__Texto do exercício__:
● ● ● ● ●

Louvre aproveita fechamento para restaurar e limpar seus tesouros
Outros monumentos parisienses seguem o mesmo rumo
Acostumada a ser o centro das atenções do museu mais visitado do mundo, a Mona Lisa há meses anda sorrindo sozinha. As galerias do Louvre, em Paris, por onde milhares de turistas circulavam tirando incontáveis selfies, passaram quatro meses fechadas no primeiro semestre de 2020, reabriram brevemente e cerraram as portas de novo em outubro, ainda sem data para voltar a receber os usuais 40 000 visitantes diários. Quando a entrada for liberada, porém, as obras-primas lá exibidas estarão tinindo. Nas galerias vazias, especialistas trabalham no embelezamento, faxina e restauração das maravilhas do museu cinco dias por semana, em vez de só às terças-feiras, o único dia sem Louvre antes de o novo coronavírus atrapalhar a vida na Terra. “Estamos tocando onze grandes projetos relacionados à renovação de espaços, restauração e manutenção do palácio, modernização de instalações e replantio do Jardim das Tulherias”, disse a VEJA a porta-voz do museu, Céline Dauvergne.
Para dar conta da empreitada, 150 funcionários, de eletricistas e técnicos em elevadores a restauradores ultraespecializados, espalham-se pela morada do maior acervo de arte do mundo, com mais de 620 000 obras. Algumas tarefas são trabalhosas, mas relativamente simples, como limpar as molduras de 4 500 pinturas e pregar 40 000 novas plaquinhas de descrição ao lado de obras de arte. Outras são delicadas e minuciosas, caso da reforma no imponente salão de antiguidades egípcias e da remodelagem de seu hall de entrada. Enquanto um pequeno grupo limpa a placa de granito de 2 toneladas que vai dominar o novo acesso, outra funcionária, munida de uma escova de dentes, esfrega cuidadosamente os hieróglifos da peça, que contém as instruções para a vida no além de Senusret, chefe dos tesouros egípcios na 12ª Dinastia. Logo ali, mais uma equipe (as regras de distanciamento não permitem a presença de grandes turmas no mesmo salão) trabalha na tumba de Akhethotep, exposta no museu desde 1903.

● ● ● ● ●

__Linhas listadas__:

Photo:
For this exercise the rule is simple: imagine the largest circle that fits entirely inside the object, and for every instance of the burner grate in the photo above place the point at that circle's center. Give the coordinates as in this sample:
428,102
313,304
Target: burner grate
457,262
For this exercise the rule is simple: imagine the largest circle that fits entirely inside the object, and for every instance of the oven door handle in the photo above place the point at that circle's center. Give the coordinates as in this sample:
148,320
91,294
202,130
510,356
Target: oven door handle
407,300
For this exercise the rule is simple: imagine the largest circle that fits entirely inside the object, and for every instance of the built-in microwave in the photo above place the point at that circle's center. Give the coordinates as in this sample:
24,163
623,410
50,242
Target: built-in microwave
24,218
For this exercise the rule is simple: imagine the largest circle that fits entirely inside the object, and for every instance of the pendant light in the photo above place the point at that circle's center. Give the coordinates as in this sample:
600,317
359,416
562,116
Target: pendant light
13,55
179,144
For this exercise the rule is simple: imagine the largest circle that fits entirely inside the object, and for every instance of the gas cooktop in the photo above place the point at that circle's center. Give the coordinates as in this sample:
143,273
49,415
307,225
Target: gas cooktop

● ● ● ● ●

__O que fazer__: Por favor, continue o texto sobre a restauração do Louvre a partir da última frase mostrada.

__Resposta abaixo__:
Um dos grandes projetos é a restauração do próprio palácio, antiga residência dos reis da França às margens do Rio Sena. Nos aposentos de Luís XIV, o Rei Sol, artesãos aplicaram folhas de ouro em ricos entalhes nas paredes e desenhos no teto. Também na fachada, exposta ao tempo, os detalhes arquitetônicos estão sendo restaurados. A maior parte dos trabalhos já entrou em fase final de acabamento e, mesmo sem data para reabrir, a direção do Louvre já se debruça sobre as atividades quando isso finalmente acontecer. É bem possível que experiências interativas introduzidas pouco antes de a pandemia se abater, como sessões de meia hora de ioga com vista para obras de Jacques-Louis David e Peter Paul Rubens, não serão retomadas, devido ao número mais restrito de visitantes por hora.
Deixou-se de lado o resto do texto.